Thanks for the reply. I followed your instructions regarding saving the file. I didn't make a difference to the solve time. I expanded the Job Status dialog. "Preparing Model" and Generating Contacts" was almost instant. Meshing status bar took several minutes to become fully blue but then stayed there for about 5 minutes before it actually said "Complete". See attachment. The PC was basically idling all this time. The final status bar "Solving" I think, took a few minutes but did cause the PC to bump up to about 50% CPU and 50% RAM.

 

Thanks

Message 4 of 10

mcmillr
Alumni
Alumni

Thanks Henry, the picture makes it clear.

 

Your CPUs are 11% busy, which isn't idling, it just means that only about 1 core is being utilized. (100% / 8 cores = 12.5%)

 

Meshing can leverage multiple cores if you have several parts, and the solve will leverage multiple cores, but not all the time.

 

If your model took several minutes to mesh, it isn't small, and there is probably some time spent toward the end of meshing which is single threaded, plus we also need to write the mesh data to disk, and this can also take a bit of time. We will use very little CPU when writing/reading files. The mesh is written to a folder under %TEMP% which is usually on your C drive, so if this disk is pretty full or fragmented I suppose this could be making IO slower than usual.

....

* [Short exercise 1] Reproduce the records word for word, starting with the line that contains "of the brown" and going on through the end of the records.

....

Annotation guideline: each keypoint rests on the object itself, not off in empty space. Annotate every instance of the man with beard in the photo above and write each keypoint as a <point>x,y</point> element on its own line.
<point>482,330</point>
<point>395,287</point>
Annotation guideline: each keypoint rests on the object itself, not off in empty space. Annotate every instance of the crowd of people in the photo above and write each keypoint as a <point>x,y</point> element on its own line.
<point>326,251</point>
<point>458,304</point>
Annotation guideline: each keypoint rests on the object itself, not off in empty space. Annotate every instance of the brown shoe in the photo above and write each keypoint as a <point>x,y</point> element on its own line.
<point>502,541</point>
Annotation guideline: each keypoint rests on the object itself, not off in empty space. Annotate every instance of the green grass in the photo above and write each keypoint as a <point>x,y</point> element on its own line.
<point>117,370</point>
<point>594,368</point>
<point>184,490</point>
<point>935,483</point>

....

* [Short exercise 2] Please quote the forum thread on meshing and solve time exactly, starting with "If your model" and going on through "slower than usual.".

* [Exercise response 1]
Annotation guideline: each keypoint rests on the object itself, not off in empty space. Annotate every instance of the brown shoe in the photo above and write each keypoint as a <point>x,y</point> element on its own line.
<point>502,541</point>
Annotation guideline: each keypoint rests on the object itself, not off in empty space. Annotate every instance of the green grass in the photo above and write each keypoint as a <point>x,y</point> element on its own line.
<point>117,370</point>
<point>594,368</point>
<point>184,490</point>
<point>935,483</point>

* [Exercise response 2]
If your model took several minutes to mesh, it isn't small, and there is probably some time spent toward the end of meshing which is single threaded, plus we also need to write the mesh data to disk, and this can also take a bit of time. We will use very little CPU when writing/reading files. The mesh is written to a folder under %TEMP% which is usually on your C drive, so if this disk is pretty full or fragmented I suppose this could be making IO slower than usual.